"""

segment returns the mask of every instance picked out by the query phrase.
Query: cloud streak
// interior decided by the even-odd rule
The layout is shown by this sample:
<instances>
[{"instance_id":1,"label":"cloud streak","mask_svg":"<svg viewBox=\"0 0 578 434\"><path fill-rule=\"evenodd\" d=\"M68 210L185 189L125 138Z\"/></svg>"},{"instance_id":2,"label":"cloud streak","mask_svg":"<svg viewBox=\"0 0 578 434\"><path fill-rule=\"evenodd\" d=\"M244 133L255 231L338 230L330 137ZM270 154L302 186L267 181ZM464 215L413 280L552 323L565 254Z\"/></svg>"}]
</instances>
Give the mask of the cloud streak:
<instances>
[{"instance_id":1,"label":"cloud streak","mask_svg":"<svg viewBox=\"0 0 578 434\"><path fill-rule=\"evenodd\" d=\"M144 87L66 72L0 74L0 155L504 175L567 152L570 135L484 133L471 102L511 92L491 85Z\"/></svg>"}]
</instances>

"""

*Exercise objective*
An exact copy of every record is needed; write it out in full.

*Result of the task*
segment returns the mask of every instance picked out by the query phrase.
Query: cloud streak
// interior decided by the even-odd rule
The layout is shown by this sample:
<instances>
[{"instance_id":1,"label":"cloud streak","mask_svg":"<svg viewBox=\"0 0 578 434\"><path fill-rule=\"evenodd\" d=\"M68 210L185 189L125 138Z\"/></svg>"},{"instance_id":2,"label":"cloud streak","mask_svg":"<svg viewBox=\"0 0 578 434\"><path fill-rule=\"evenodd\" d=\"M244 133L255 231L338 230L330 137ZM270 154L302 186L267 181ZM464 215L413 280L552 323L565 254Z\"/></svg>"}]
</instances>
Give the mask of the cloud streak:
<instances>
[{"instance_id":1,"label":"cloud streak","mask_svg":"<svg viewBox=\"0 0 578 434\"><path fill-rule=\"evenodd\" d=\"M144 87L66 72L0 74L0 155L504 175L567 152L570 135L484 133L471 102L511 92L491 85Z\"/></svg>"}]
</instances>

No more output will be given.